=== Problem requirements ===
Reproduce exactly the lines beginning with the line that contains "Indicate the mint" and ending at the final line of the material below.

Photo object pointing records
****

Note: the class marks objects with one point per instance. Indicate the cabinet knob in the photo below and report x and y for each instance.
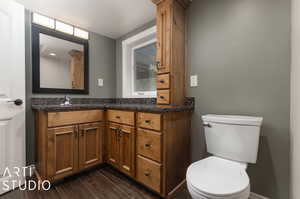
(17, 102)
(147, 173)
(157, 65)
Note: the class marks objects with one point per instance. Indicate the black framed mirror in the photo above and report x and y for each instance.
(60, 62)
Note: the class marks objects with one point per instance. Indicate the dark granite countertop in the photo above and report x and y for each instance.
(134, 105)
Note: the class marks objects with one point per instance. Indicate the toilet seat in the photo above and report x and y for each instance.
(216, 177)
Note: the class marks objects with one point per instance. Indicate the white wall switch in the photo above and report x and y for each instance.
(100, 82)
(194, 80)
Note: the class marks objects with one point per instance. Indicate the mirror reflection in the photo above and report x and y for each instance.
(61, 63)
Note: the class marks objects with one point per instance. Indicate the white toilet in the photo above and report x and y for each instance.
(233, 142)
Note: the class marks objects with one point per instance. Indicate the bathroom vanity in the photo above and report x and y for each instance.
(148, 143)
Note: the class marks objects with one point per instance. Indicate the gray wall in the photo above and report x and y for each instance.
(102, 53)
(240, 50)
(119, 54)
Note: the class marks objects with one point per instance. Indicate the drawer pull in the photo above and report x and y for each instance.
(147, 174)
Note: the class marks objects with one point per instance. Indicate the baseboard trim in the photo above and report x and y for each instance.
(257, 196)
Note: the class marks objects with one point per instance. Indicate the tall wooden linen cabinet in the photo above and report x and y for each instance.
(170, 60)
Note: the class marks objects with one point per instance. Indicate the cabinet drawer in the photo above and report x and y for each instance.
(149, 121)
(163, 96)
(163, 81)
(149, 144)
(123, 117)
(149, 173)
(74, 117)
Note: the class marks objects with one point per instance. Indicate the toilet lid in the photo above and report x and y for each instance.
(218, 177)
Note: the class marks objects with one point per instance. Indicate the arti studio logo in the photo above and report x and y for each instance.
(11, 174)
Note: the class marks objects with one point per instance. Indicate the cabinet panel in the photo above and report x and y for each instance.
(163, 81)
(122, 117)
(149, 173)
(74, 117)
(163, 43)
(149, 121)
(149, 144)
(90, 144)
(163, 96)
(62, 152)
(113, 146)
(127, 150)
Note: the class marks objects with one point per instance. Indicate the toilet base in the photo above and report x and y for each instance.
(198, 195)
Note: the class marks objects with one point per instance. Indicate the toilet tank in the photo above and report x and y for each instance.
(233, 137)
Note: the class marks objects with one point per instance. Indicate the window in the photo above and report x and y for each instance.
(139, 71)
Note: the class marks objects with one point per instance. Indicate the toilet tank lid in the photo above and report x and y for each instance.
(233, 119)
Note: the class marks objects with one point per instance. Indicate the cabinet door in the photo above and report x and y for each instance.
(113, 146)
(90, 144)
(62, 152)
(127, 152)
(163, 37)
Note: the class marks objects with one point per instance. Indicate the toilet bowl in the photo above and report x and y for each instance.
(233, 142)
(217, 178)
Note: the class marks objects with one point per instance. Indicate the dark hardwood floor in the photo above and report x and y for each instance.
(101, 183)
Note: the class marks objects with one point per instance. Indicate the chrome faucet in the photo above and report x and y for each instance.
(67, 101)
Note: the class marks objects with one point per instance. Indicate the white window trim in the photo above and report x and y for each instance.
(128, 69)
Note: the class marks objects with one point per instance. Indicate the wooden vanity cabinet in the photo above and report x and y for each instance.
(62, 152)
(163, 150)
(90, 144)
(121, 141)
(67, 142)
(171, 50)
(151, 148)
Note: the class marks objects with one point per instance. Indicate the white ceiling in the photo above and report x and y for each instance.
(112, 18)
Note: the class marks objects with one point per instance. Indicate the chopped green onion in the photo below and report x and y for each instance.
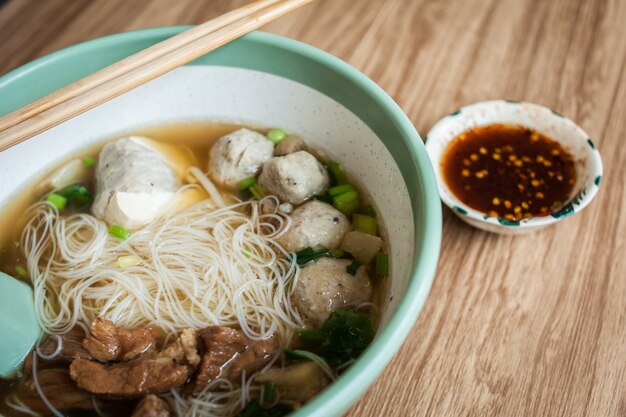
(340, 189)
(307, 255)
(382, 264)
(57, 201)
(257, 191)
(353, 267)
(324, 198)
(316, 336)
(127, 261)
(269, 392)
(365, 224)
(88, 161)
(337, 253)
(77, 194)
(276, 135)
(336, 171)
(369, 210)
(247, 183)
(21, 271)
(347, 203)
(119, 232)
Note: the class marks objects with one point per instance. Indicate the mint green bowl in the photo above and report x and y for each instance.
(268, 80)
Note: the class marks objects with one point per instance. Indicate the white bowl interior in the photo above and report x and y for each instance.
(226, 94)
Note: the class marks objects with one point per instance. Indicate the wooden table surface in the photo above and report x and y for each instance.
(514, 326)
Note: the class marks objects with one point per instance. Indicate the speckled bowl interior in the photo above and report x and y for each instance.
(263, 80)
(541, 119)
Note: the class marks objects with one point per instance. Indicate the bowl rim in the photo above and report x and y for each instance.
(594, 168)
(353, 383)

****

=== Exercise result ===
Note: the class marks objects with one point per instance. Indicate the mint green bowl in the photo above and report x and y for each instance.
(268, 80)
Note: the class marks objects with one point per instance. Indicate the white bowl interior in the photo above and report x and y for each instance.
(226, 94)
Note: the class marks objects with one point per instance. Indicate the wooden table surface in the photo above and report x and y for each instance.
(514, 326)
Note: the class marks objects with one point per instance. Indicate the speckled bowl interior in the photo above and report x and y for each instance.
(263, 80)
(541, 119)
Note: the class marks objects with one point per instance. Indicate the bowl rim in the photo above and report x and y for each instance.
(594, 168)
(353, 383)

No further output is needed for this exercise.